EXERCISE DIRECTIONS: Your task is to output the listing word for word, with pictures excluded.

DATA SECTION:
= = =

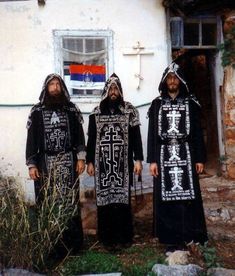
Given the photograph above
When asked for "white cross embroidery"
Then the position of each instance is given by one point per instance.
(173, 115)
(176, 172)
(174, 155)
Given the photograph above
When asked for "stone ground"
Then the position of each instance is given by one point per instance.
(219, 205)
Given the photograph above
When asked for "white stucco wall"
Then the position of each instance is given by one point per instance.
(27, 56)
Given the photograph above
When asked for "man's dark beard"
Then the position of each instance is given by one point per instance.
(55, 101)
(114, 103)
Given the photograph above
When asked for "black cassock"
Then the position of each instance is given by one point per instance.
(114, 140)
(175, 143)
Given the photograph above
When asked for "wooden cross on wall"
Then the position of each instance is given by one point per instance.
(138, 51)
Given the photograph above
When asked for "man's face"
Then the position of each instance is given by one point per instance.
(172, 83)
(113, 92)
(54, 87)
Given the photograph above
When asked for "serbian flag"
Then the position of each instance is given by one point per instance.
(85, 75)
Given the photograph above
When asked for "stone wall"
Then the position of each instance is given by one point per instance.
(229, 107)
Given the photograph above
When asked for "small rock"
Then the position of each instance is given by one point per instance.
(176, 270)
(220, 271)
(178, 257)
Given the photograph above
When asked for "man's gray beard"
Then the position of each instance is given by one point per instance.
(55, 100)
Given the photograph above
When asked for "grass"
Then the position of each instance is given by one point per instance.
(137, 260)
(30, 233)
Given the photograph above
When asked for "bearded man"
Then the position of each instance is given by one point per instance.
(176, 154)
(55, 148)
(114, 140)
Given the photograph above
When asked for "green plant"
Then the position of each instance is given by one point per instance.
(92, 262)
(209, 254)
(228, 49)
(28, 234)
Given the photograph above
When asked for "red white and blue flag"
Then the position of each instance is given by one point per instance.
(87, 75)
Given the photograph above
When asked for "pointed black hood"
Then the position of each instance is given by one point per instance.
(112, 79)
(44, 88)
(173, 68)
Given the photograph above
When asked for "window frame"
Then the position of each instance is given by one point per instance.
(199, 20)
(58, 36)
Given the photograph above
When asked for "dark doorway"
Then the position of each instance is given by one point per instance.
(199, 75)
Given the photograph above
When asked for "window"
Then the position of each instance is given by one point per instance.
(194, 32)
(84, 60)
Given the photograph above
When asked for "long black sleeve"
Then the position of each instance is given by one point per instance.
(198, 145)
(91, 143)
(152, 134)
(79, 138)
(32, 143)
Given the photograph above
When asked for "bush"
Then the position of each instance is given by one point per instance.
(29, 233)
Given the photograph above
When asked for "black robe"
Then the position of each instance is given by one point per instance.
(114, 207)
(55, 139)
(178, 214)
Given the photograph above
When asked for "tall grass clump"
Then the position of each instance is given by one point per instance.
(28, 234)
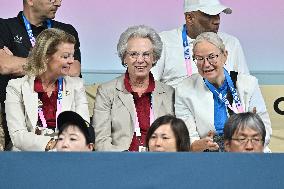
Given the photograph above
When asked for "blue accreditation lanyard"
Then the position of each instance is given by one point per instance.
(30, 31)
(236, 106)
(186, 51)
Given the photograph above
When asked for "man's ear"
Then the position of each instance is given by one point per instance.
(227, 145)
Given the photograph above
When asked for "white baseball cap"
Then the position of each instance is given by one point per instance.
(211, 7)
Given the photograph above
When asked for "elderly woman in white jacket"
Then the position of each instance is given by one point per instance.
(206, 100)
(34, 101)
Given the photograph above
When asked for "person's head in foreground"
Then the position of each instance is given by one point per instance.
(244, 132)
(139, 48)
(167, 134)
(75, 134)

= = =

SOLUTION TO THIS EXERCISE:
Given the photograph above
When asked for "white cross embroidery"
Then the position of each instance is given by one point per instance.
(173, 115)
(176, 172)
(174, 155)
Given the photograph above
When asked for "stone ground"
Then the position of each instance is given by one point per instance.
(219, 205)
Given the photograph above
When asked for "white stucco wall"
Then the position of each instance is given by one point per instance.
(27, 56)
Given the photograph above
When asked for "man's dark beard"
Then the position of each instance is given by one point per instance.
(55, 101)
(114, 103)
Given the photograph above
When asked for "black cassock"
Then the position of each instance is given by one point per instance.
(114, 140)
(175, 143)
Given the photograph above
When asked for "wooden cross on wall"
Then the position of each instance is given by one point per instance.
(138, 51)
Given the photograph above
When asked for "man's face"
Then the position of each instance is given by one point per instance.
(172, 83)
(113, 92)
(54, 87)
Given the photograph above
When asked for "serbian flag"
Then the position of each instance is given by one point per instance.
(85, 75)
Given the photograph above
When asked for "stone wall"
Then the position of each instance is given by one point per instance.
(229, 107)
Given the photograph above
When asked for "small rock"
Then the position of each instance is given by one point per instance.
(176, 270)
(220, 271)
(178, 257)
Given the photograph above
When asked for "man's gray beard"
Then the position of each instance is given by one point per instance.
(55, 100)
Given the photograph above
When asked for "grass"
Then the position of each instance is given by one point per instance.
(137, 260)
(30, 233)
Given the photograph above
When asked for "bearded man"
Then the position of each instance is given by one point per instance.
(176, 154)
(55, 148)
(114, 140)
Given the photograph above
When asked for "green plant"
Then the position of each instance is given by one point per instance.
(92, 262)
(209, 254)
(228, 49)
(28, 234)
Given the photograph above
When asked for "red white and blue flag"
Then the position of each instance is given by one point per instance.
(87, 75)
Given the photograph above
When asked for "pointed black hood"
Then the position of each instance is given by one point per instance.
(112, 79)
(44, 88)
(173, 68)
Given the photograph above
When asked for "window frame"
Then the position of each instance is given by one point per instance.
(199, 20)
(58, 36)
Given the photograph above
When asked for "dark doorway"
Then the position of each instance is given by one point per instance.
(199, 75)
Given the photograph above
When asked for "window"
Then the position of each instance is given by one point per instance.
(194, 32)
(84, 60)
Given the photograph above
When asked for "long black sleeve"
Then the position of each instance is given by one point per instance.
(198, 145)
(91, 143)
(152, 134)
(79, 138)
(32, 143)
Given the photograph above
When asked for "bush"
Then the position of each instance is given by one point per instance.
(29, 233)
Given the photograph above
When asked for "black robe"
Then the position of each instance is given by one point per instance.
(114, 207)
(55, 139)
(178, 214)
Given the photograph above
When asked for "tall grass clump"
Then the position of each instance is given by one point per instance.
(28, 234)
Given the photograph above
When asked for "blue accreditation lanyard"
Then the position of each instance is given by one point per instance.
(30, 31)
(236, 106)
(186, 51)
Given the photograph above
When asked for "man's ear"
Then the position of each instance is given by one point per instance.
(227, 145)
Given the photograph above
When asked for "white baseball cap"
Then the position of each instance is given by one point per instance.
(211, 7)
Given the photograph above
When asked for "elderly woman in white jacket"
Then the position of each instance is given by one point per instance.
(206, 100)
(34, 101)
Given the photograph above
When asked for "person's head in foreground"
Then the position of each instance is given by one point per instance.
(244, 132)
(139, 48)
(167, 134)
(75, 134)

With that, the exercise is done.